> _The exercise_
Write the next part of the memoir about Auntie Savitri, known as Diji, starting right after its last sentence.

> _Text section_
- - - - -

The closing scene of E.Nesbit’s Railway Children always chokes me. “Oh my Daddy, my Daddy!” cries Roberta as her father- who has been in prison (falsely accused of spying for the Germans)- steps down to the station platform.
I used to experience something close to that intense joy whenever my favourite uncle or aunt appeared on the other side of the wire mesh door: hot, weary, dusty from a long journey that had started maybe two days back in a far off mountain or other remote outpost.
There was my Auntie Savitri, or Diji as we all called her, my mother’s older sister. She was taller than my mother, with a beautiful oval face, fine features, grey-blue eyes and long dark brown hair. We had a family joke about Alexander the Great who had marched as far south during his conquest of Northern India as Mirpur, where my family originated. Diji’s younger siblings adored her and she visited our family once or twice a year. She arrived with a “bistar-bund”, a form of sleeping bag which was essential travelling gear on train journeys. It was made up of a thin mattress, a sheet, Dhariwal woollen blankets and a pillow stuffed with carded cotton, the bundle rolled up inside khaki coloured canvas and secured with straps and with the owner’s name stencilled on it. Incidentally, all mattresses and pillows in our house were emptied of stuffing every year and the cotton was carded on a tall harp-like contraption carried by the carder, who sat in the garden plucking his humming cord, sending tiny bits of white fluff floating into the air.
From her securely strapped leather suitcase Diji produced a Dalda tin packed with with walnut fudge. She made it with thick buffalo milk and walnuts from her Kashmir garden. There may have been a jar of pickles or jam as well as a bag of almonds and sultanas, or kishmish, from Afghanistan. When she stayed with us, sometimes for a whole month, she would visit all the Delhi relatives, one by one, but the fudge was for us alone.
In the evening we gathered round her and asked for our favourite stories. She simply exuded love and was both comforting and entertaining. She knew all the family anecdotes and who was married to who. Even though she was kindness itself, she could be acerbic. “Those girls,” referring to two of her nieces, “will not lift a finger to help my sister, but they must have the latest sandals and the latest fashions.” And she would reminisce about our maternal grandparents whom we had hardly known. “Your grandfather, Bauji” she told us, “had a favourite armchair in which he sat to smoke his hookah in the evening after returning home from Court.” Diwan Sant Ram practised as a barrister specialising in criminal law. He had trained at the Inner Temple around the same time as Gandhiji and had been presented to Queen Victoria, as a novelty- the first state subject from Jammu and Kashmir who wore his national costume in front of the Empress of India. “He loved his toast and boiled eggs for breakfast and he always gave the first piece to your grandmother, Bebeji.”
In my introduction to Rich or Poor, my book of traditional stories from India, I wrote this about Diji:
She had a talent of drawing us (children) into a charmed circle. ” Come closer” she would say as we sat by an open fire in the evenings (Delhi has cold winters too and we were lucky enough to have the perfect setting for listening to stories: a fireplace).

- - - - -

> _Rows_
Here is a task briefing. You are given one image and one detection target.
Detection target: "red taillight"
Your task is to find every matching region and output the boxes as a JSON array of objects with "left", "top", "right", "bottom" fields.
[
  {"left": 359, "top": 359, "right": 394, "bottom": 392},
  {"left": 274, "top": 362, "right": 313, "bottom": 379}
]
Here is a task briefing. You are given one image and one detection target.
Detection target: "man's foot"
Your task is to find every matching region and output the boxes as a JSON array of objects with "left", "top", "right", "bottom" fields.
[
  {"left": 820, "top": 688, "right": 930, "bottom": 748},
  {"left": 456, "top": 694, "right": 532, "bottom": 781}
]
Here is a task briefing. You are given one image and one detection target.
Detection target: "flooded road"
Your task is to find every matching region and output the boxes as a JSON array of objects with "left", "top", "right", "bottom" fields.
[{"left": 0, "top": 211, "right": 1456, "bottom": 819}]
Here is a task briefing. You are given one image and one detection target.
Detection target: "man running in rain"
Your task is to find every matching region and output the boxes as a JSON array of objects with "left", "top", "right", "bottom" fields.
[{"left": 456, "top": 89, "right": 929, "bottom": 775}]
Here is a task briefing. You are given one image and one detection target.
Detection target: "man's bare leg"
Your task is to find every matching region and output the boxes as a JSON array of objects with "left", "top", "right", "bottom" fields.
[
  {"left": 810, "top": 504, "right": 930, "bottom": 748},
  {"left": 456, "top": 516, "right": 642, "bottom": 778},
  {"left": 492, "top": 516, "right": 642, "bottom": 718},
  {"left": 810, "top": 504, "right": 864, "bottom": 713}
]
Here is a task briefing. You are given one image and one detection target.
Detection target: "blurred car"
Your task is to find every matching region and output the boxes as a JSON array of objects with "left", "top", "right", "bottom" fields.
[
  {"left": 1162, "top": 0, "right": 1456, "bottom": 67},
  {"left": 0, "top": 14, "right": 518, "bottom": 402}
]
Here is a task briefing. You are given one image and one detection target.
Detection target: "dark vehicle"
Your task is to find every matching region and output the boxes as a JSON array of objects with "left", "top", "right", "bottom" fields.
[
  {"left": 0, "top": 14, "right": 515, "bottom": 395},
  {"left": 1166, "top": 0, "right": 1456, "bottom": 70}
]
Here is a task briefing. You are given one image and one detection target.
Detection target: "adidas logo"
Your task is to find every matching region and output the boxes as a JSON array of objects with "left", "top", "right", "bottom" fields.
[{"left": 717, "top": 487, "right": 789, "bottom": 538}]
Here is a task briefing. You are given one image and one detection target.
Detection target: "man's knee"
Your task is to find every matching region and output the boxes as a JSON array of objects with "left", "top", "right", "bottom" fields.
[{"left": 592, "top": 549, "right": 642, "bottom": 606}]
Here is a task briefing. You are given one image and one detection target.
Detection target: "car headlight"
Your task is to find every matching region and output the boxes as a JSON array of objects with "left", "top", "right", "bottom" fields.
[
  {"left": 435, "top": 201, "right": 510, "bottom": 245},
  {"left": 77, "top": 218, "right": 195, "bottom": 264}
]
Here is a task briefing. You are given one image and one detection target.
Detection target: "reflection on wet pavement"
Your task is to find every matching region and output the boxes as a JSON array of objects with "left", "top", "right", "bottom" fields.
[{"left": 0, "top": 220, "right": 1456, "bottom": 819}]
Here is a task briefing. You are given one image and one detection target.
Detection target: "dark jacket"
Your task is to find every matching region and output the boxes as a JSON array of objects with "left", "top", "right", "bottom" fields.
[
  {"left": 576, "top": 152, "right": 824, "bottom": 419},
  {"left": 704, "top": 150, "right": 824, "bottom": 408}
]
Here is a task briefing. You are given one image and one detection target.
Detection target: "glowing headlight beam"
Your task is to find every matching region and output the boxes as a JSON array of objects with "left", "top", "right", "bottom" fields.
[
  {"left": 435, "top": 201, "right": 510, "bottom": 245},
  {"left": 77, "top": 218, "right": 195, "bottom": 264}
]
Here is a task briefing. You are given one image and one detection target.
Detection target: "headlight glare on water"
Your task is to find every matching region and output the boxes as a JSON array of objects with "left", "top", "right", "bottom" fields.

- - - - -

> _The result_
“The one about the parrot.”
“No an Akbar and Birbal story”
“can you tell us a really scary one?” Or we would ask for stories about the god Krishna when he was a little boy, or one of the many tales of heroism and sacrifice from the Ramayana or Mahabharata. My aunt always took her time to decide. She would crack a few nuts, thoughtfully rub the kernels free of shell, clap her hands and shake out her shawl to free them from debris, clear her throat and begin: “A very long time ago…”
When she was 16, my uncle Jagmohan, who was at Emanuel College Cambridge, somehow wangled a place for her at Newnham, but there was no question of her going there. She was married at 18 and had three wonderful sons, who all went into the Armed Forces (the youngest became Admiral Arun Prakash, Naval Chief).
The eldest, Major General Rajendra Prakash, was only a little younger than my beloved Uncle Kuli, Krishan Mohan Ram, who joined the Indian Air Force and got appointed ADC to the last British Air Marshal, Ivelaw Chapman.
He was extremely handsome with bags of charm and drove a low-slung green Austin-8 sports car. He would suddenly arrive from some mission and delightedly pinch our cheeks and hug us to him. One day he saw a young woman waiting for a bus and offered her a lift. She refused the first two times but did give in eventually and when he became engaged to the beautiful Miss Sneh Grover I was consumed with jealousy. I remember he read us The Island of Adventure by Enid Blyton, which features Bill Cunningham who flies seaplanes. I think Kuli Uncle told us he had met him once!
He had a soldier’s brisk stride and an equally brisk way of speaking and our house would buzz with activity and excitement whenever he came to stay. Once they were married, the former Miss Sneh Grover (who became our beloved Sneh Auntie) would ensure his uniform (starched khaki in summer, blue worsted in winter) were meticulously laundered or pressed, his black shoes shined and his cap ready to hand before he left for work.
I stayed with them at their various Air Force postings when I was still quite young. The cantonment had a hectic social scene, with dinner dances and theatrical productions and I was roped in to act in a play, I think Charley’s Aunt. Sneh Auntie, still a fairly new bride, loved knitting and concocting dishes for her “Kishi”. There was always a slab of Cadbury’s Fruit and Nut and a pile of Woman and Home and Woman’s Weekly on the coffee table. I remember being fascinated by a column by The Man Who Sees, a column of folksy masculine wisdom written by a man with a picture byline- quizzical eyebrows, pipe and fair-isle pullover.
We knew my uncle and aunts really loved us, because they always played with us, told us stories and gave us the warmest hugs. I miss them terribly now that they are gone.